Dataset records:
-----
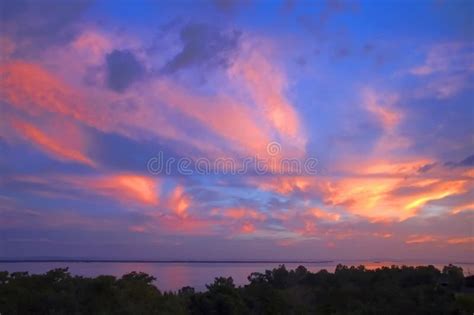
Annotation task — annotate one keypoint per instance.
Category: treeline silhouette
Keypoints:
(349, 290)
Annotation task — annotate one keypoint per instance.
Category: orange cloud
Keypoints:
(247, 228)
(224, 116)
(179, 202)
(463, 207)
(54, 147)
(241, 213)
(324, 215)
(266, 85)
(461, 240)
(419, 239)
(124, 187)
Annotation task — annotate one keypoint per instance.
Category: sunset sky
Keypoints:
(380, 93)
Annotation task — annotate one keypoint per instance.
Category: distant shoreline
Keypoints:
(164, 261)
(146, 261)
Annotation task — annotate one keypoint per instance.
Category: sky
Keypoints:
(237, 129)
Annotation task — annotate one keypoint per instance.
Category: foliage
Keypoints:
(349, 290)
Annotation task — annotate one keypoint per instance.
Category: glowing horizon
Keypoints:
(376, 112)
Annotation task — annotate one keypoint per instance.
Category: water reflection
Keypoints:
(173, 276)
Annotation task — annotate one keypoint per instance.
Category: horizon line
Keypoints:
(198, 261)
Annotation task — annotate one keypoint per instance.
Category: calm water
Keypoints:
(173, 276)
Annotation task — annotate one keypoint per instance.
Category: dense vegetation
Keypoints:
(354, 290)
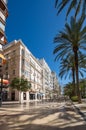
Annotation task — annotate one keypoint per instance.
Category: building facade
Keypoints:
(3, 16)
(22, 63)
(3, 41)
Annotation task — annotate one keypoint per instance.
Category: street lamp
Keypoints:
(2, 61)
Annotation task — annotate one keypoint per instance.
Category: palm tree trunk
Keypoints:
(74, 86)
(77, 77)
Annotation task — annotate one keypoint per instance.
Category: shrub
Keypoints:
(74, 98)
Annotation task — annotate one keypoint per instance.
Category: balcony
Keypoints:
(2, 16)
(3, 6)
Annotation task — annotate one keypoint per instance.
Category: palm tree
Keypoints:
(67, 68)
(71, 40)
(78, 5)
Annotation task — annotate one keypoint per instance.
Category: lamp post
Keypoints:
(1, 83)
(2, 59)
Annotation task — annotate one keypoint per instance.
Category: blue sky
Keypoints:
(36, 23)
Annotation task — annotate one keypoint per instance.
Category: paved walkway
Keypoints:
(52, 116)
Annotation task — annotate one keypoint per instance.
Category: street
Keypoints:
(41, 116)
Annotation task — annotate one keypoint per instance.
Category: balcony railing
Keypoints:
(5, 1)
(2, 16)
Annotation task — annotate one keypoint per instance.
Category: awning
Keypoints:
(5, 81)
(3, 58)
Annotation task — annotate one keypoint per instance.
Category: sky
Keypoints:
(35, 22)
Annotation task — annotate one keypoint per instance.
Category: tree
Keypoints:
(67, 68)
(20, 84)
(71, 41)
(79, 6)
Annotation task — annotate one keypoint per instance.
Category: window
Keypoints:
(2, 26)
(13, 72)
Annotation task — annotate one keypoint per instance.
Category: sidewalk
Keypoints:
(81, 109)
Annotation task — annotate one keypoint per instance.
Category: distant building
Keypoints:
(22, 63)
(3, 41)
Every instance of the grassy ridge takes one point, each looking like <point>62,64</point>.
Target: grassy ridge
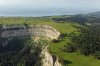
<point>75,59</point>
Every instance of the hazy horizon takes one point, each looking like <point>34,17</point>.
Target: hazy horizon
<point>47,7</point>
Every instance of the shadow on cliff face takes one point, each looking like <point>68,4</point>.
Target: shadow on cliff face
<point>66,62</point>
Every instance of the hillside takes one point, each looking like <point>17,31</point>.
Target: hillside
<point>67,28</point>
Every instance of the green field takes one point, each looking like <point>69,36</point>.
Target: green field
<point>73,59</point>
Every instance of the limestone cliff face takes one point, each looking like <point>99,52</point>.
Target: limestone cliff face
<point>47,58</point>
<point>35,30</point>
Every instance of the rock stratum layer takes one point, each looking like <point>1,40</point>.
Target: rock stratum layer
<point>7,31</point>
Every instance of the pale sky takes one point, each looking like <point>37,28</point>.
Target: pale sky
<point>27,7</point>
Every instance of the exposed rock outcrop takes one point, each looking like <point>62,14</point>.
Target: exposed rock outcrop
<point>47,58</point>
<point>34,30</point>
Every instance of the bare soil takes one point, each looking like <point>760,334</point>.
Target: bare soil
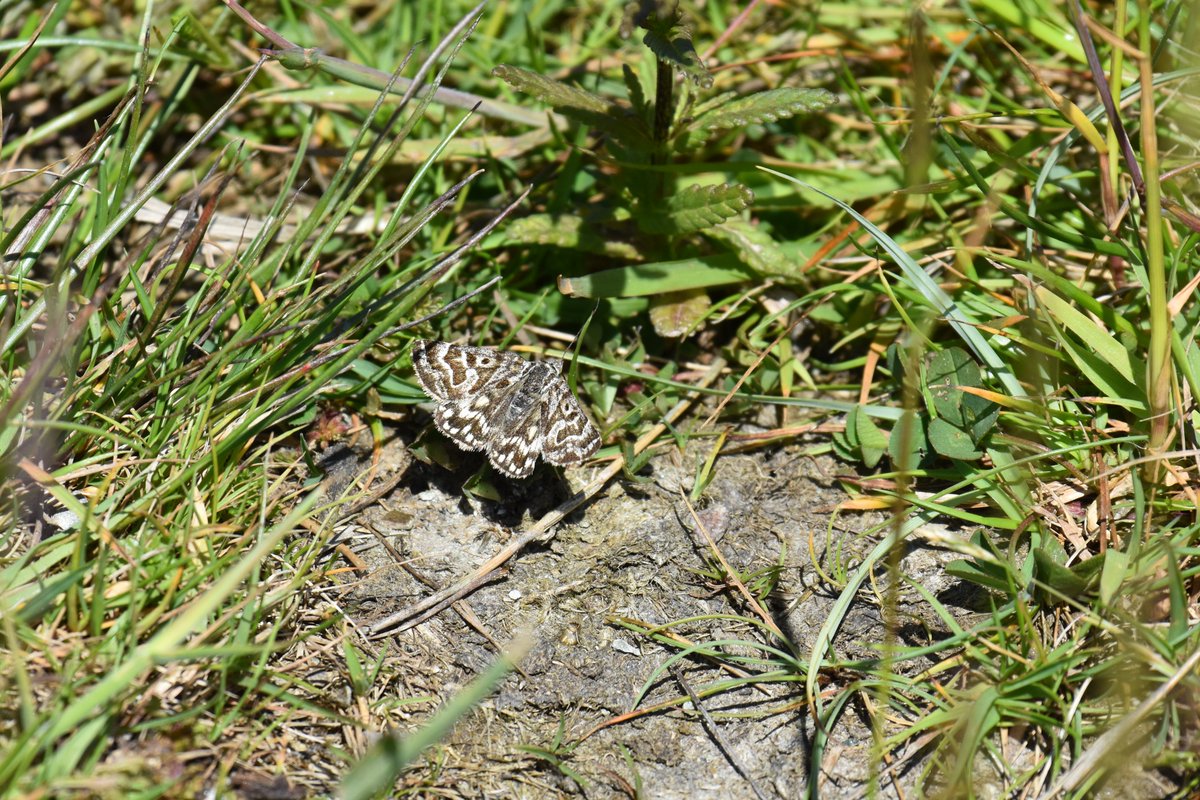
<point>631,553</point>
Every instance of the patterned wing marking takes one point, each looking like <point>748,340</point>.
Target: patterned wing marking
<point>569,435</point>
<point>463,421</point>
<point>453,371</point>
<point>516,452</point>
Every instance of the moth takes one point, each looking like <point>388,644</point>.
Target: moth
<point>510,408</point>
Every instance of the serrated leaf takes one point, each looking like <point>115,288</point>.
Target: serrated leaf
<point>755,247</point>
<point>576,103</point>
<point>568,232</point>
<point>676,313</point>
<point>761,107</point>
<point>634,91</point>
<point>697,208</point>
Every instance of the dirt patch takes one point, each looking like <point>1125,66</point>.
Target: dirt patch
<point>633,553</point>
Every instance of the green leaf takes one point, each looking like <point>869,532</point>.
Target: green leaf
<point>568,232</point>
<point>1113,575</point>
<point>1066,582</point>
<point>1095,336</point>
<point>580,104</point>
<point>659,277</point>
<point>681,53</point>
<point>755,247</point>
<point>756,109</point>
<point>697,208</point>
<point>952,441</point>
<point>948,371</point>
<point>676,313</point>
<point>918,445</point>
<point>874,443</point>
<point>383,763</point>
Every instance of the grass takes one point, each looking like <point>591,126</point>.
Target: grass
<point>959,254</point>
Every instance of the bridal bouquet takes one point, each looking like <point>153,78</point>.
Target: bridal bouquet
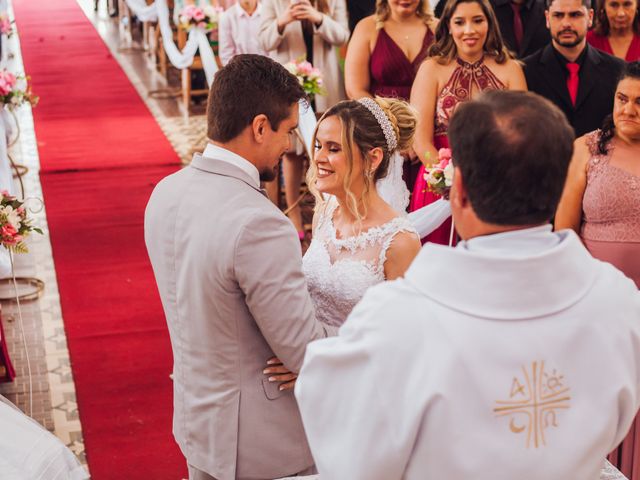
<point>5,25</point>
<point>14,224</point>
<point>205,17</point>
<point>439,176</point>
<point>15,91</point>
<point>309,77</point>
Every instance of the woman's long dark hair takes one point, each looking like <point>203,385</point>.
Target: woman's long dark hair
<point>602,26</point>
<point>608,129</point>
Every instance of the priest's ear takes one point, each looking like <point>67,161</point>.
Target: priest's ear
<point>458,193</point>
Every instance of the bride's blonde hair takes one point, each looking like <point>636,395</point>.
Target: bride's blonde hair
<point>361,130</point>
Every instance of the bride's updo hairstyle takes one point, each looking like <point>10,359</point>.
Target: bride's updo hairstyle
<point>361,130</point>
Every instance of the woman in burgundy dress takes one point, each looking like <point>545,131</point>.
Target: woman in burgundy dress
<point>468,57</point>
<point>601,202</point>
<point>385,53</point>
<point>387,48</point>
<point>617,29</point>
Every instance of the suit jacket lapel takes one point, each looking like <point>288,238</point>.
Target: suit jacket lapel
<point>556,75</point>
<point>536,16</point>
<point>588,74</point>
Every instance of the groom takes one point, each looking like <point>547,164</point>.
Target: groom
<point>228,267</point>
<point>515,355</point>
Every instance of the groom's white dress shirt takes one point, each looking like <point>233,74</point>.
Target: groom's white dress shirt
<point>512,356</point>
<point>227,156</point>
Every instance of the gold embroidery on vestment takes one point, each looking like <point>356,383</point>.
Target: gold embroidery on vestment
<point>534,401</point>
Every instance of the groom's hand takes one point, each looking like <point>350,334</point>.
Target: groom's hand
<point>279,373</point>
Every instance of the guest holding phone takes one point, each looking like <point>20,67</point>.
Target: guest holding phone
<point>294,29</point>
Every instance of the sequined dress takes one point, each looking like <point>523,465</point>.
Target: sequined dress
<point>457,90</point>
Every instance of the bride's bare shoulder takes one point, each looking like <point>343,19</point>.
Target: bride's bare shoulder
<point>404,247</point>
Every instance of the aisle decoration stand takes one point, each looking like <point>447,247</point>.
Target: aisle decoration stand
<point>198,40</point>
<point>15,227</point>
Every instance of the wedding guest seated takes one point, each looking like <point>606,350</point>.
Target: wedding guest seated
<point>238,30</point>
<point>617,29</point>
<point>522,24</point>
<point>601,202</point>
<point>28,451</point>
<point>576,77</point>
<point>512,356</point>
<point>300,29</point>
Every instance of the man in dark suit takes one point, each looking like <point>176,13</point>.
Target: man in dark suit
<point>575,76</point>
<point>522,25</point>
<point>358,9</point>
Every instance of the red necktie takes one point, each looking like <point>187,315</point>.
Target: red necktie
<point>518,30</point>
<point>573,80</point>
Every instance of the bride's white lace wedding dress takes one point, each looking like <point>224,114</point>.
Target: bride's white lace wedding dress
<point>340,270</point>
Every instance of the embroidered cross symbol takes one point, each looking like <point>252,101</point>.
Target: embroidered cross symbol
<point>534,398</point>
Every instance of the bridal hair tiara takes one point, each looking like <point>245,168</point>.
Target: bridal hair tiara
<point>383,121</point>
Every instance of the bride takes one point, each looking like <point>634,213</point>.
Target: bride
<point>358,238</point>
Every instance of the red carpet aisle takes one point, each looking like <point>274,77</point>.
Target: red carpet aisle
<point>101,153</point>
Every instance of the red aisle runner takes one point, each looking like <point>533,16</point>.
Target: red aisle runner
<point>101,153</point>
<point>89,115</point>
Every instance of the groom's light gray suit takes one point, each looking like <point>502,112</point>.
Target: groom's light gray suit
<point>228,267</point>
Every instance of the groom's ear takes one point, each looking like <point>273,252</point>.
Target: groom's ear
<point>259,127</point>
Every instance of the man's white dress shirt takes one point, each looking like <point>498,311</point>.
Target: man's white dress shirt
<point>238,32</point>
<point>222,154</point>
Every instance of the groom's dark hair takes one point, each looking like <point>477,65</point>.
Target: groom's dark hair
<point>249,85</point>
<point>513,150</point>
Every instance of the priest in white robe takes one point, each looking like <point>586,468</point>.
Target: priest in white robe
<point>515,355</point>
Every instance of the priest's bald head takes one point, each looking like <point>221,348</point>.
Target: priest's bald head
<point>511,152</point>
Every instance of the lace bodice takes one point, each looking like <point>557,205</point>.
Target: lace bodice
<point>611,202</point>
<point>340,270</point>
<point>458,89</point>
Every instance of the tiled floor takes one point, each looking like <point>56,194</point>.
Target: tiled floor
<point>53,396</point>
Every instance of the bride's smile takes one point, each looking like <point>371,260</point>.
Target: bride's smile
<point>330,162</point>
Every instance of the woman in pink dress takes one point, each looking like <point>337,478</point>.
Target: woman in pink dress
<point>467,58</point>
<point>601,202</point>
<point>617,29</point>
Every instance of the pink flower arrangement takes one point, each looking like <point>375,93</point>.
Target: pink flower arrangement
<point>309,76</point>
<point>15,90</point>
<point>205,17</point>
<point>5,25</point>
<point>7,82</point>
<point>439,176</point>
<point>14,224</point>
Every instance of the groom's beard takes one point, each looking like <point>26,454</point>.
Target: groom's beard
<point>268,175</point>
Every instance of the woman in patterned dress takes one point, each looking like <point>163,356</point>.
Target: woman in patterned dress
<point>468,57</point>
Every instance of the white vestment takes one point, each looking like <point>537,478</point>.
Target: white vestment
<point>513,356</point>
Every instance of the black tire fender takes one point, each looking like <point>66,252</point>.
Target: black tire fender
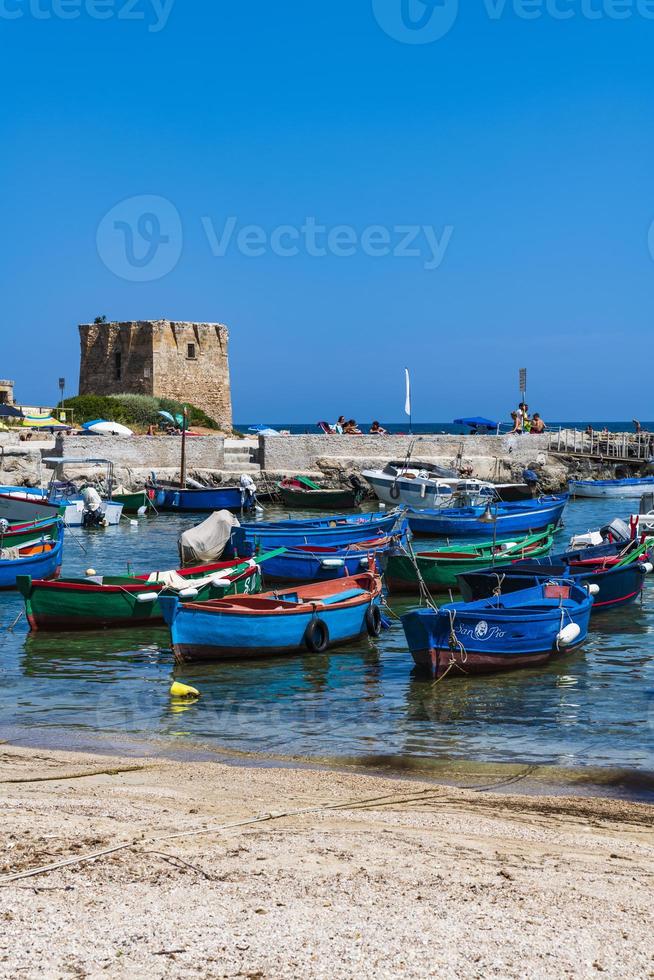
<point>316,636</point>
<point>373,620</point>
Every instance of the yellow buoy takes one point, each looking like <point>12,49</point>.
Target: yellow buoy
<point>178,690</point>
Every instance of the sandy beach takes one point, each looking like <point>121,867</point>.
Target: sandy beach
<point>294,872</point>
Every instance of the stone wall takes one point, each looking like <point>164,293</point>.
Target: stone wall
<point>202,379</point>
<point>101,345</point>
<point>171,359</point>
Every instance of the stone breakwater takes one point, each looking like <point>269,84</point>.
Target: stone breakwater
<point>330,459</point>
-----
About this exercise: Could you please write out exactly the lines from the start of the entries above through the line that holds "Category: dense vegetation", both included, with no pictures?

Solution below:
Annotation task — annotate one keypoint per instance.
Category: treeline silhouette
Keypoints:
(349, 290)
Annotation task — annotate one keypoint per instance.
Category: orange cloud
Keypoints:
(247, 228)
(224, 116)
(179, 202)
(463, 207)
(54, 147)
(241, 213)
(324, 215)
(266, 85)
(461, 240)
(419, 239)
(124, 187)
Annotation task — annotate one keypoint per instance.
Category: sunset sky
Keypoints:
(380, 93)
Annotation task — annotate one keypoint per instance.
Category: distant shoreline
Keypoints:
(164, 261)
(146, 261)
Annotation task — annotate one keypoint per instance.
Category: sky
Keypoints:
(237, 129)
Annotation task — annotate one keypoint per instance.
Category: foliage
Keypoints:
(349, 290)
Annotation task — annotate one keypoint per instance.
Category: glowing horizon
Keypoints:
(376, 112)
Annotation task — annotate one keypoint per instance.
Category: water reflection
Keypoints:
(173, 276)
Annotation task — annotate one keypoint per instance.
Category: horizon line
Keypoints:
(198, 261)
Annotation task — annotate one keypoint per instance.
Category: calm water
Keypoints:
(173, 276)
Annotation task — annotate one keypoint per instance.
Category: dense vegetation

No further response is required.